WRITTEN INSTRUCTION: Convert every line of the material into a JSON list of strings, with one string per line and no blank lines.

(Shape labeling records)
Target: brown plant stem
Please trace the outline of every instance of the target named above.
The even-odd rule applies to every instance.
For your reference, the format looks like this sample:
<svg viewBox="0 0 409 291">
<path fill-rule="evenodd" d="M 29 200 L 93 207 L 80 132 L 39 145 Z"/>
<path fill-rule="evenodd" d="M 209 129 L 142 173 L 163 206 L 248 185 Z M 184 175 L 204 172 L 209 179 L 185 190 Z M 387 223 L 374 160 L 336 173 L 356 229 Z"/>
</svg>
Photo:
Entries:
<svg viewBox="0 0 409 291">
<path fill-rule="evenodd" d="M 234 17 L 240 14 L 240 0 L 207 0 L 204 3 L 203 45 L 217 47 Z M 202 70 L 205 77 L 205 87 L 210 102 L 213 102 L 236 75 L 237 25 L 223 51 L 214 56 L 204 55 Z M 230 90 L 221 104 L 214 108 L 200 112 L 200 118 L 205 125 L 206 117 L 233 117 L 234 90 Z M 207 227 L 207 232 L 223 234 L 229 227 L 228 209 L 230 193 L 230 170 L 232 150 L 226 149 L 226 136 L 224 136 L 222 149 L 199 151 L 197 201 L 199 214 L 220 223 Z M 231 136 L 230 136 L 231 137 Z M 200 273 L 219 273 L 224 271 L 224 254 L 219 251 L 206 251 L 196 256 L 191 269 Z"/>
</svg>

RESULT OF THIS EXERCISE:
[
  "Target: brown plant stem",
  "Please trace the outline of every instance of the target named above.",
  "The even-odd rule applies to every instance.",
  "For your reference, the format looks like this sample:",
  "<svg viewBox=\"0 0 409 291\">",
  "<path fill-rule=\"evenodd\" d=\"M 29 200 L 93 207 L 80 132 L 39 145 Z\"/>",
  "<path fill-rule=\"evenodd\" d=\"M 209 129 L 142 173 L 163 206 L 248 185 Z M 184 175 L 204 172 L 209 179 L 185 190 Z M 387 223 L 374 160 L 336 173 L 356 229 Z\"/>",
  "</svg>",
  "Photo:",
  "Entries:",
  "<svg viewBox=\"0 0 409 291\">",
  "<path fill-rule=\"evenodd\" d=\"M 234 17 L 240 14 L 240 0 L 207 0 L 204 3 L 203 45 L 217 47 Z M 202 70 L 205 77 L 205 87 L 210 102 L 213 102 L 236 75 L 237 25 L 223 51 L 214 56 L 204 55 Z M 230 90 L 221 104 L 214 108 L 200 112 L 200 118 L 205 125 L 206 117 L 233 117 L 234 90 Z M 207 227 L 207 232 L 223 234 L 229 227 L 228 209 L 230 193 L 230 170 L 232 150 L 226 149 L 226 136 L 224 136 L 222 149 L 199 151 L 197 201 L 199 214 L 220 223 Z M 231 136 L 230 136 L 231 137 Z M 200 273 L 219 273 L 224 271 L 224 254 L 219 251 L 206 251 L 196 256 L 191 269 Z\"/>",
  "</svg>"
]